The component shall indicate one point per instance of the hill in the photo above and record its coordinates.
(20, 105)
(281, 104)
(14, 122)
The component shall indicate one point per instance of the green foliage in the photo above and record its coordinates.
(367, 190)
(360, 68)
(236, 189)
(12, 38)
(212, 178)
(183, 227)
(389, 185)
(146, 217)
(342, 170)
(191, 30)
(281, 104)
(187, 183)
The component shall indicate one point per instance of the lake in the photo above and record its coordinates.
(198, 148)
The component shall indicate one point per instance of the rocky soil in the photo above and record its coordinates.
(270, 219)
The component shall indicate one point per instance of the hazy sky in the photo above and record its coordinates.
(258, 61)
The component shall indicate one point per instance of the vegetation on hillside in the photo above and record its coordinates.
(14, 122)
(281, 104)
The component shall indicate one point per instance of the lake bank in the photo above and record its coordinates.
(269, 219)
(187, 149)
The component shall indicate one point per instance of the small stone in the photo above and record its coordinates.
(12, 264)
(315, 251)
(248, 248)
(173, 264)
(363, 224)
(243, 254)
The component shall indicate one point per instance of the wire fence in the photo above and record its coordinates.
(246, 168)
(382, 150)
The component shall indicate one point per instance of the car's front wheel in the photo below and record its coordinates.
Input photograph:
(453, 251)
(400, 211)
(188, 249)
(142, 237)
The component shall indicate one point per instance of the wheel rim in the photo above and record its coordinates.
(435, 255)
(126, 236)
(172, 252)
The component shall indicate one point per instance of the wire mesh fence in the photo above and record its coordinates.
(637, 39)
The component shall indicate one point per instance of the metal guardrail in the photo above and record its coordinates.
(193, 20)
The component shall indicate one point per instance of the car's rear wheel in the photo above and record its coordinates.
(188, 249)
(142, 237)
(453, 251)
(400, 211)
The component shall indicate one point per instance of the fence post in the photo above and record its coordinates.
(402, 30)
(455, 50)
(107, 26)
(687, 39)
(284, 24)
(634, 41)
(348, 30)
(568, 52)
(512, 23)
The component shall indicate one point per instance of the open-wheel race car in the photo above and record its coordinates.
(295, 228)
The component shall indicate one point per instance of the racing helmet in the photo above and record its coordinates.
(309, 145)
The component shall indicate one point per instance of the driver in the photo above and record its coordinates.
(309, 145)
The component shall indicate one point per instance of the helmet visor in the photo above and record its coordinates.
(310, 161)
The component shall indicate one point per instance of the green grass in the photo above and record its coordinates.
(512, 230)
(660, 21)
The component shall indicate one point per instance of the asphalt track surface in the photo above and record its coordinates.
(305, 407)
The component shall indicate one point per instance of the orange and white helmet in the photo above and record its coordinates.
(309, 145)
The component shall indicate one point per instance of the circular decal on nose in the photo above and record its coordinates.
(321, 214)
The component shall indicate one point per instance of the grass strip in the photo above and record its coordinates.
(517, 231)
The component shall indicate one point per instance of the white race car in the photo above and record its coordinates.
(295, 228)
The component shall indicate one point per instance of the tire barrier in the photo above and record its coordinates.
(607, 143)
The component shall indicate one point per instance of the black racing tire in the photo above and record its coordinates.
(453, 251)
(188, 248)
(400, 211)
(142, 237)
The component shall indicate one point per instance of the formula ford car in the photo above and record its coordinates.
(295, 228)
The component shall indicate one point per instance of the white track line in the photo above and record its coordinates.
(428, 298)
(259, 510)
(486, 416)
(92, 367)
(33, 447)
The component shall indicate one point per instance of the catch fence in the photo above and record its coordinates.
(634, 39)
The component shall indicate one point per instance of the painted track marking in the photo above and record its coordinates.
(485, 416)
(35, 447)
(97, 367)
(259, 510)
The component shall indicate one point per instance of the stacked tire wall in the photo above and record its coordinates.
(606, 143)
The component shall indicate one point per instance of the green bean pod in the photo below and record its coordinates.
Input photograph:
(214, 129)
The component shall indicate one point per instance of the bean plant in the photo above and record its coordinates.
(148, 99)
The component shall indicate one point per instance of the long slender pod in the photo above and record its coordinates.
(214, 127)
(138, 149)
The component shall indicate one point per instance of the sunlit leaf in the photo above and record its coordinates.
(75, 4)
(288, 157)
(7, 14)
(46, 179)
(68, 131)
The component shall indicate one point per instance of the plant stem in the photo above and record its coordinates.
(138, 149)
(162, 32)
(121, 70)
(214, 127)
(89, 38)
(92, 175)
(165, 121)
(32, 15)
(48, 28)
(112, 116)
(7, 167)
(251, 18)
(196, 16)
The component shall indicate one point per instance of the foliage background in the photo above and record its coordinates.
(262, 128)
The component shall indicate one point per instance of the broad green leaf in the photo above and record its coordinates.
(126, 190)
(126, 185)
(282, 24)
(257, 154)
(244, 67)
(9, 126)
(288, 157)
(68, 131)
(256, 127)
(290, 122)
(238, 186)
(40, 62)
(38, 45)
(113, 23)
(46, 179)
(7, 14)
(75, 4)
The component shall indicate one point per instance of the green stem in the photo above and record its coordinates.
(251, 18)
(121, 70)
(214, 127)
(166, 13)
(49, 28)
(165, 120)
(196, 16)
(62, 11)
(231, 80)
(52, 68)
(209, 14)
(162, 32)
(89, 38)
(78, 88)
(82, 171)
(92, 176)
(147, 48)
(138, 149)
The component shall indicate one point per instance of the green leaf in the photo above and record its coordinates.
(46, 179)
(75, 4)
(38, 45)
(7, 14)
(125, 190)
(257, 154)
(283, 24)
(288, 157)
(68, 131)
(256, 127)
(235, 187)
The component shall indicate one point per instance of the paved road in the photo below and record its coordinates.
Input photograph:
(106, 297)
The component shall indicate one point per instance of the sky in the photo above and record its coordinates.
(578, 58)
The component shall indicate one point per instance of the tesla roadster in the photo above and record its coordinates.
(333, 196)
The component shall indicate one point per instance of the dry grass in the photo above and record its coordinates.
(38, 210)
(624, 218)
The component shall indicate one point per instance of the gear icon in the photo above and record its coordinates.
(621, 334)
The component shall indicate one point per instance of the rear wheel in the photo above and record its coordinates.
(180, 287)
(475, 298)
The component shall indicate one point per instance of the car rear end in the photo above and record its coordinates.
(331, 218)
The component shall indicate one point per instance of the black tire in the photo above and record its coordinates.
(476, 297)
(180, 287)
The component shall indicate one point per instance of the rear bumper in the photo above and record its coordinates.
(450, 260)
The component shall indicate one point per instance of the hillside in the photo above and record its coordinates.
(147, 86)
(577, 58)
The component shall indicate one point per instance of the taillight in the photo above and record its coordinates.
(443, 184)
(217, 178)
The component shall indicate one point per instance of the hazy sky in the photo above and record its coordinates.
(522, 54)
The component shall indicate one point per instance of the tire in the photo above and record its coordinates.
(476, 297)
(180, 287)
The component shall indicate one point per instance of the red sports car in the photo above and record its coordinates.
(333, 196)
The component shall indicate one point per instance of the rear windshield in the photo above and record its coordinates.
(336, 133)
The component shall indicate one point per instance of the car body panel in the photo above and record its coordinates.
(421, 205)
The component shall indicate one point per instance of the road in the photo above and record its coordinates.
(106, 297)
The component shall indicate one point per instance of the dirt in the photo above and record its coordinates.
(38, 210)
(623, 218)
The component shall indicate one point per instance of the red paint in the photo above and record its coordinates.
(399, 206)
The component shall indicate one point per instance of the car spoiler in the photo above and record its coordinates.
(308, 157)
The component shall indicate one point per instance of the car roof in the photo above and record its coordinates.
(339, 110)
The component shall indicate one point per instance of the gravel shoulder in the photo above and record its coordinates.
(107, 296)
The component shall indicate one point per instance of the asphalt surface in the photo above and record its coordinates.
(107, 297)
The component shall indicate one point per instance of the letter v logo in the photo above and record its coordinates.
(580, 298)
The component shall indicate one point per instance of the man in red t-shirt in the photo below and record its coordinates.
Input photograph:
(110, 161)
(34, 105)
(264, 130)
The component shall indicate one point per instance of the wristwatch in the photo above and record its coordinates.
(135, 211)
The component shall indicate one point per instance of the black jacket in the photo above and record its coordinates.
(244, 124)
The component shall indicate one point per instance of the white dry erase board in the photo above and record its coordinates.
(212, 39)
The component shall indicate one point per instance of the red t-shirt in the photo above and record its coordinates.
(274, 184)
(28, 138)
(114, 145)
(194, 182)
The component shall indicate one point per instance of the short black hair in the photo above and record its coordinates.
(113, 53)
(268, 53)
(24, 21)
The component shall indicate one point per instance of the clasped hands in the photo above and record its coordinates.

::::

-- What the task asks --
Go through the material above line by line and work out how many lines contain the word "below"; give only that number.

-- Response to the exercise --
4